Problem statement: Extract every item below and copy each of its lines word for word.

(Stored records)

============

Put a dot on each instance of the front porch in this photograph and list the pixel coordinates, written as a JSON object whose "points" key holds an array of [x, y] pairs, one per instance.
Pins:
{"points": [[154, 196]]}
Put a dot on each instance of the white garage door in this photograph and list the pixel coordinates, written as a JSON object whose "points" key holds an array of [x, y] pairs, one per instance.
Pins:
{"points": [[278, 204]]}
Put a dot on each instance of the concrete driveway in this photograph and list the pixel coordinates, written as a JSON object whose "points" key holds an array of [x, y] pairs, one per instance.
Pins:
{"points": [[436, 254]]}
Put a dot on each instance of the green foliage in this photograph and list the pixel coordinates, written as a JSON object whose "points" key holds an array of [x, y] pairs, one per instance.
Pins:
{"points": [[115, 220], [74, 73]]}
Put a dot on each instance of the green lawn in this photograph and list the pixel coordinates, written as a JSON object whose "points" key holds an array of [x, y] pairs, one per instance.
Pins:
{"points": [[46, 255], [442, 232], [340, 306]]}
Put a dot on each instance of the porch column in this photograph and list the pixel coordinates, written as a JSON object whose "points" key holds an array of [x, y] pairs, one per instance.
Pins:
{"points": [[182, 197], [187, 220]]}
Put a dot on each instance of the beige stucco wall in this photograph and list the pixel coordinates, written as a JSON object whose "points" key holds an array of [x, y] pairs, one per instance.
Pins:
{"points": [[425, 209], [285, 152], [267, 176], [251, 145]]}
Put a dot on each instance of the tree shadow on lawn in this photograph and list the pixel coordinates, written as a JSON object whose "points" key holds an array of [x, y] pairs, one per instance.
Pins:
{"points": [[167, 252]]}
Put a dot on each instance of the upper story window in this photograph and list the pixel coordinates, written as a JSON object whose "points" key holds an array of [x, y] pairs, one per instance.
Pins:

============

Task output:
Put a dot on each instance of the front porch in this photograph and list the pixel coordinates, written as a JSON object whose "points" key holds an array of [x, y] pairs, one per instance.
Pins:
{"points": [[154, 196]]}
Put a dot on each instance of the white garage door in this photograph and list the pixel coordinates, written as a JSON object whose "points" key holds an array of [x, y] pairs, one per instance.
Pins:
{"points": [[278, 204]]}
Put a dot on each instance of the concrete driveway in this photograph and list the pixel coordinates, written as a JSON object whose "points" key holds an array of [x, y] pairs, one per instance.
Pins:
{"points": [[436, 254]]}
Put a dot on each instance of the green foliage in this photograph and list the pixel coordinates, written as a JSON object whose "points" key holds an array of [x, y] pairs, one per instance.
Pins:
{"points": [[115, 220], [74, 73]]}
Put a dot on each instance of the green lawn in this photograph and list the pixel coordinates, written as a JSON object whose "points" key holds an array of [x, y] pairs, one per instance.
Pins:
{"points": [[46, 255], [442, 232], [340, 306]]}
Put a dot on each instance of the porch column in this photograph and list the pixel coordinates, written as a JSON object whose "points" key holds an array of [x, y] pairs, one per instance.
Pins:
{"points": [[182, 197], [187, 220]]}
Put a dot on each instance of the beige stucco wall in this photograph and list the pixel coordinates, written as a JSON object whose "points" key holds an array of [x, y] pairs, one per instance.
Pins:
{"points": [[425, 209], [285, 152], [267, 176], [251, 145]]}
Put a dot on each instance of the tree shadow on lawn in this photograph and list the pixel coordinates, written as a JSON object whose "points" key holds an array of [x, y] pairs, one per instance.
Pins:
{"points": [[167, 252]]}
Put a dot on each instance of the upper story window in this photograph and list the pixel coordinates, written as a JSON object whose "points" key holds an array of [x, y] pairs, one per instance.
Pins:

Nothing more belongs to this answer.